[Extracted data entries]
--------------------------------------------------
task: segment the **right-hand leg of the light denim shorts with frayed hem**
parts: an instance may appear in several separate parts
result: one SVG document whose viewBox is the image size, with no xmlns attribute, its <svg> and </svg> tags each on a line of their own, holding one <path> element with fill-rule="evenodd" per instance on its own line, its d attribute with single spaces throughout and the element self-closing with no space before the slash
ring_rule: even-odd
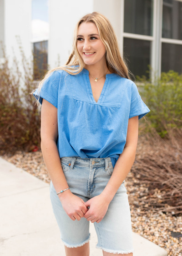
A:
<svg viewBox="0 0 182 256">
<path fill-rule="evenodd" d="M 113 167 L 110 170 L 98 170 L 96 191 L 93 196 L 100 194 L 109 181 Z M 99 182 L 98 182 L 99 181 Z M 104 182 L 101 182 L 104 181 Z M 105 183 L 105 184 L 103 184 Z M 101 186 L 99 187 L 99 184 Z M 98 243 L 96 248 L 112 253 L 133 252 L 131 212 L 127 190 L 124 182 L 111 200 L 106 215 L 101 222 L 94 222 Z"/>
</svg>

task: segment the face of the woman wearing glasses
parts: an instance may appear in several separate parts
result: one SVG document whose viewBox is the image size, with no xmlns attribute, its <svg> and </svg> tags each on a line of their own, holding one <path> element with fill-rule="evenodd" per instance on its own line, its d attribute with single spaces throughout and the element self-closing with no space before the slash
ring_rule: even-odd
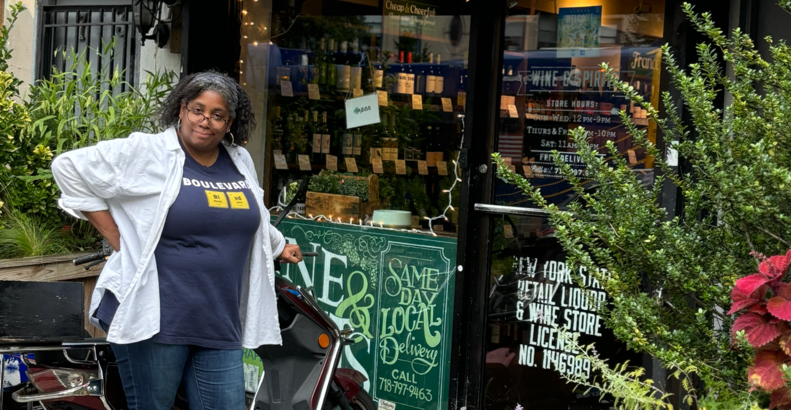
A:
<svg viewBox="0 0 791 410">
<path fill-rule="evenodd" d="M 225 99 L 214 91 L 201 92 L 195 100 L 181 103 L 179 117 L 181 141 L 196 152 L 214 152 L 233 122 Z"/>
</svg>

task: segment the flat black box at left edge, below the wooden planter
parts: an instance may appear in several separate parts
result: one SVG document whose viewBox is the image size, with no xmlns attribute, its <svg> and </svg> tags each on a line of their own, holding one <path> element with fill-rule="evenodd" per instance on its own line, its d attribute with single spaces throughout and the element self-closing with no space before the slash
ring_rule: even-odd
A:
<svg viewBox="0 0 791 410">
<path fill-rule="evenodd" d="M 0 340 L 79 340 L 83 299 L 78 282 L 0 280 Z"/>
</svg>

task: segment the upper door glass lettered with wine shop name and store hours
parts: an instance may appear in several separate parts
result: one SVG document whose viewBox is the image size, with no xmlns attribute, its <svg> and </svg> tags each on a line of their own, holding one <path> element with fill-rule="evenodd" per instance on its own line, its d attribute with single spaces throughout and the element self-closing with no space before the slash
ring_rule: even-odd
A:
<svg viewBox="0 0 791 410">
<path fill-rule="evenodd" d="M 652 182 L 653 160 L 634 146 L 619 111 L 626 110 L 651 141 L 656 141 L 657 126 L 607 81 L 600 64 L 614 67 L 622 81 L 658 107 L 663 22 L 664 2 L 653 0 L 523 0 L 510 10 L 495 150 L 540 186 L 547 200 L 565 205 L 576 195 L 554 163 L 553 150 L 589 180 L 568 135 L 579 126 L 602 156 L 608 154 L 604 144 L 615 142 L 638 178 Z M 594 185 L 589 180 L 589 188 Z M 505 184 L 498 186 L 497 201 L 530 206 Z"/>
</svg>

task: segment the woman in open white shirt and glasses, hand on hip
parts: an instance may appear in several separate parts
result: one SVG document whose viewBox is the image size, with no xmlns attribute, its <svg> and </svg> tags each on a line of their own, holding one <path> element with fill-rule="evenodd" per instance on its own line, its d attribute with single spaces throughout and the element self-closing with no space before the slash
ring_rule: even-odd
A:
<svg viewBox="0 0 791 410">
<path fill-rule="evenodd" d="M 63 153 L 59 205 L 89 220 L 115 253 L 91 300 L 131 410 L 244 408 L 242 347 L 281 344 L 274 258 L 302 260 L 269 224 L 250 154 L 248 96 L 214 72 L 165 100 L 161 134 Z"/>
</svg>

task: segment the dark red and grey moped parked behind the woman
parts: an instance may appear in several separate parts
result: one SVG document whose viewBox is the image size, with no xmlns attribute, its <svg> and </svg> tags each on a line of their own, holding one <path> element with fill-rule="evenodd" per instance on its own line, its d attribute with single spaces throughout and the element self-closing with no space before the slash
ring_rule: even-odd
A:
<svg viewBox="0 0 791 410">
<path fill-rule="evenodd" d="M 278 198 L 283 209 L 273 224 L 275 227 L 290 213 L 306 187 L 301 180 L 283 188 Z M 101 263 L 110 254 L 112 248 L 105 242 L 102 250 L 74 259 L 74 264 Z M 339 329 L 316 303 L 311 289 L 294 286 L 279 277 L 274 284 L 283 344 L 254 349 L 263 361 L 264 373 L 255 392 L 247 393 L 246 407 L 249 410 L 375 410 L 373 400 L 361 388 L 365 376 L 338 367 L 343 345 L 354 343 L 346 337 L 350 329 Z M 0 388 L 2 410 L 127 409 L 115 355 L 104 338 L 42 344 L 0 340 L 0 358 L 3 354 L 19 357 L 28 368 L 29 380 L 6 392 L 12 400 L 4 399 Z M 0 386 L 3 386 L 2 374 L 0 368 Z M 177 394 L 173 410 L 188 410 L 183 395 Z"/>
</svg>

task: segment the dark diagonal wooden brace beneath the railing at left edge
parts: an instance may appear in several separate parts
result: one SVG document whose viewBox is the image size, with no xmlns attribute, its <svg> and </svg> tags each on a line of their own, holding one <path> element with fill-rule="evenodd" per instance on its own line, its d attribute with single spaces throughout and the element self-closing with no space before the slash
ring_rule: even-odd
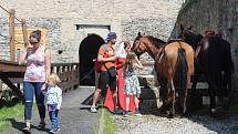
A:
<svg viewBox="0 0 238 134">
<path fill-rule="evenodd" d="M 1 80 L 3 83 L 6 83 L 12 91 L 13 93 L 21 100 L 24 99 L 23 93 L 18 89 L 3 73 L 0 72 Z"/>
</svg>

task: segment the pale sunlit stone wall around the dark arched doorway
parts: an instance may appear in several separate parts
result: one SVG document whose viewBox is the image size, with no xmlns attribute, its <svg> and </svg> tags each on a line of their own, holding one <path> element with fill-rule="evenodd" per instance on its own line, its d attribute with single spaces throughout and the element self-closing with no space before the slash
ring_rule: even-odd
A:
<svg viewBox="0 0 238 134">
<path fill-rule="evenodd" d="M 15 9 L 18 18 L 25 18 L 29 28 L 46 28 L 53 62 L 79 62 L 79 48 L 86 37 L 76 24 L 108 25 L 121 40 L 133 41 L 141 31 L 167 40 L 184 0 L 2 0 L 1 6 Z M 8 16 L 0 9 L 0 33 Z M 97 33 L 99 34 L 99 33 Z M 102 38 L 105 38 L 102 37 Z M 0 48 L 8 50 L 1 40 Z M 62 54 L 58 54 L 63 50 Z M 2 54 L 2 51 L 1 51 Z M 7 51 L 4 55 L 8 54 Z M 0 56 L 1 58 L 1 56 Z M 143 61 L 152 60 L 148 54 Z M 152 68 L 145 72 L 151 72 Z"/>
</svg>

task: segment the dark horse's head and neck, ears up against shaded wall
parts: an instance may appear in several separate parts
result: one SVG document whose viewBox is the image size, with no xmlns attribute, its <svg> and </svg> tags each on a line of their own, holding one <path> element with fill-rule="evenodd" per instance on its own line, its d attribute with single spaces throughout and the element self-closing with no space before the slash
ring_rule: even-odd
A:
<svg viewBox="0 0 238 134">
<path fill-rule="evenodd" d="M 190 44 L 194 50 L 196 50 L 204 37 L 201 34 L 196 34 L 195 32 L 193 32 L 192 27 L 185 30 L 180 24 L 180 34 L 178 35 L 178 38 L 182 38 L 186 43 Z"/>
</svg>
--------------------------------------------------
**Exercise details**
Please reproduce each entry above word for word and keep the pictures out of the copy.

**Result of the task**
task: segment the **right-hand leg of the light denim shorts with frayed hem**
parts: an instance may appear in several separate parts
result: one SVG document whose viewBox is the image size, with no xmlns attribute, its <svg> and </svg> tags each on a line of their own, holding one <path> element with fill-rule="evenodd" per instance on its own line, its d attribute with single spaces throughout and the element self-closing with no space before the slash
ring_rule: even-odd
A:
<svg viewBox="0 0 182 256">
<path fill-rule="evenodd" d="M 113 167 L 110 170 L 98 170 L 96 191 L 93 196 L 100 194 L 109 181 Z M 99 182 L 98 182 L 99 181 Z M 104 182 L 101 182 L 104 181 Z M 105 183 L 105 184 L 103 184 Z M 101 186 L 99 187 L 99 184 Z M 98 243 L 96 248 L 112 253 L 133 252 L 131 212 L 127 190 L 124 182 L 111 200 L 106 215 L 101 222 L 94 222 Z"/>
</svg>

task: segment the face of the woman wearing glasses
parts: an instance may appear in several separate parts
result: one SVG document whose viewBox is the image size, with no xmlns attribute, its <svg> and </svg> tags each on a line of their own, holding one <path> element with fill-rule="evenodd" per instance on its own line, its d attribute with single spaces throughout and the element self-closing with no space before the slash
ring_rule: even-odd
A:
<svg viewBox="0 0 791 410">
<path fill-rule="evenodd" d="M 225 99 L 214 91 L 201 92 L 195 100 L 181 103 L 179 117 L 181 141 L 196 152 L 214 152 L 233 122 Z"/>
</svg>

task: segment the flat black box at left edge, below the wooden planter
parts: an instance may appear in several separate parts
result: one SVG document whose viewBox is the image size, with no xmlns attribute, its <svg> and </svg> tags each on a line of their own, holding one <path> element with fill-rule="evenodd" per instance on its own line, its d attribute with single spaces throughout and the element self-closing with no space before the slash
ring_rule: even-odd
A:
<svg viewBox="0 0 791 410">
<path fill-rule="evenodd" d="M 0 340 L 79 340 L 83 299 L 78 282 L 0 280 Z"/>
</svg>

task: segment the upper door glass lettered with wine shop name and store hours
parts: an instance may appear in several separate parts
result: one SVG document whose viewBox is the image size, with no xmlns attribute, its <svg> and </svg> tags each on a line of their own, holding one <path> element with fill-rule="evenodd" per instance on its own line, its d attribute with single spaces throughout and the element self-closing with no space before the slash
ring_rule: even-odd
A:
<svg viewBox="0 0 791 410">
<path fill-rule="evenodd" d="M 652 182 L 653 160 L 634 146 L 619 111 L 626 110 L 651 141 L 656 141 L 657 126 L 607 81 L 600 64 L 614 67 L 622 81 L 658 107 L 663 22 L 664 2 L 653 0 L 523 0 L 510 10 L 495 150 L 540 186 L 547 200 L 565 205 L 576 195 L 554 163 L 553 150 L 589 180 L 568 135 L 579 126 L 602 156 L 608 154 L 604 144 L 615 142 L 638 178 Z M 594 185 L 589 180 L 589 188 Z M 505 184 L 498 186 L 497 201 L 530 206 Z"/>
</svg>

task: segment the woman in open white shirt and glasses, hand on hip
parts: an instance may appear in several separate parts
result: one SVG document whose viewBox is the image size, with no xmlns attribute, its <svg> and </svg> tags each on a line of their own, holding one <path> element with fill-rule="evenodd" per instance on its own line, its d attribute with single spaces throughout and the element self-closing with no space before the slash
ring_rule: even-odd
A:
<svg viewBox="0 0 791 410">
<path fill-rule="evenodd" d="M 63 153 L 59 205 L 89 220 L 115 253 L 91 300 L 131 410 L 244 408 L 242 347 L 281 344 L 274 258 L 302 260 L 269 224 L 250 154 L 248 96 L 214 72 L 165 100 L 161 134 Z"/>
</svg>

task: segment the dark red and grey moped parked behind the woman
parts: an instance may appear in several separate parts
result: one SVG document whose viewBox is the image size, with no xmlns attribute, its <svg> and </svg> tags each on a line of their own, holding one <path> element with fill-rule="evenodd" per instance on its own line, its d attribute with single spaces throughout and the element self-closing with no space before the slash
ring_rule: even-odd
A:
<svg viewBox="0 0 791 410">
<path fill-rule="evenodd" d="M 278 198 L 283 209 L 273 224 L 275 227 L 290 213 L 306 187 L 301 180 L 283 188 Z M 101 263 L 110 254 L 112 248 L 105 242 L 102 250 L 74 259 L 74 264 Z M 339 329 L 316 303 L 311 289 L 294 286 L 279 277 L 274 284 L 283 344 L 254 349 L 263 361 L 264 373 L 255 392 L 247 393 L 246 407 L 249 410 L 375 410 L 373 400 L 361 388 L 365 376 L 338 367 L 343 345 L 354 343 L 346 337 L 350 329 Z M 0 388 L 2 410 L 127 409 L 115 355 L 104 338 L 42 344 L 0 340 L 0 358 L 3 354 L 19 357 L 28 368 L 29 380 L 6 392 L 12 400 L 4 399 Z M 0 386 L 3 386 L 2 374 L 0 368 Z M 177 394 L 173 410 L 188 410 L 183 395 Z"/>
</svg>

task: segment the dark diagonal wooden brace beneath the railing at left edge
parts: an instance may appear in several separate parts
result: one SVG document whose viewBox is the image size, with no xmlns attribute, its <svg> and </svg> tags each on a line of their own, holding one <path> element with fill-rule="evenodd" per instance on its own line, its d attribute with single spaces throughout and the element self-closing with no space before the slash
ring_rule: even-odd
A:
<svg viewBox="0 0 238 134">
<path fill-rule="evenodd" d="M 1 80 L 3 83 L 6 83 L 12 91 L 13 93 L 21 100 L 24 99 L 23 93 L 18 89 L 3 73 L 0 72 Z"/>
</svg>

task: segment the pale sunlit stone wall around the dark arched doorway
parts: an instance may appear in several separate parts
result: one SVG document whose viewBox is the image size, with no xmlns attribute, its <svg> and </svg> tags each on a line of their own, holding one <path> element with fill-rule="evenodd" per instance on its own line, its d attribute with single spaces throughout and the element self-closing with no space before the slash
ring_rule: even-odd
A:
<svg viewBox="0 0 238 134">
<path fill-rule="evenodd" d="M 15 9 L 18 18 L 25 18 L 29 28 L 46 28 L 53 62 L 79 62 L 79 48 L 86 37 L 76 24 L 108 25 L 121 40 L 133 41 L 141 31 L 167 40 L 184 0 L 2 0 L 1 6 Z M 8 16 L 0 9 L 0 33 Z M 97 33 L 99 34 L 99 33 Z M 102 38 L 105 38 L 102 37 Z M 0 48 L 8 50 L 1 40 Z M 62 54 L 58 54 L 63 50 Z M 2 54 L 2 51 L 1 51 Z M 7 51 L 4 55 L 8 54 Z M 0 56 L 1 58 L 1 56 Z M 143 61 L 152 60 L 148 54 Z M 152 68 L 145 72 L 151 72 Z"/>
</svg>

task: segment the dark horse's head and neck, ears up against shaded wall
parts: an instance may appear in several separate parts
result: one SVG document whose viewBox is the image size, with no xmlns attribute, its <svg> and </svg> tags each on a line of their own, holding one <path> element with fill-rule="evenodd" per instance on its own line, its d attribute with single spaces throughout and the element self-closing with no space before the slash
ring_rule: even-odd
A:
<svg viewBox="0 0 238 134">
<path fill-rule="evenodd" d="M 190 44 L 194 50 L 196 50 L 204 37 L 201 34 L 196 34 L 195 32 L 193 32 L 192 27 L 185 30 L 180 24 L 180 34 L 178 35 L 178 38 L 182 38 L 186 43 Z"/>
</svg>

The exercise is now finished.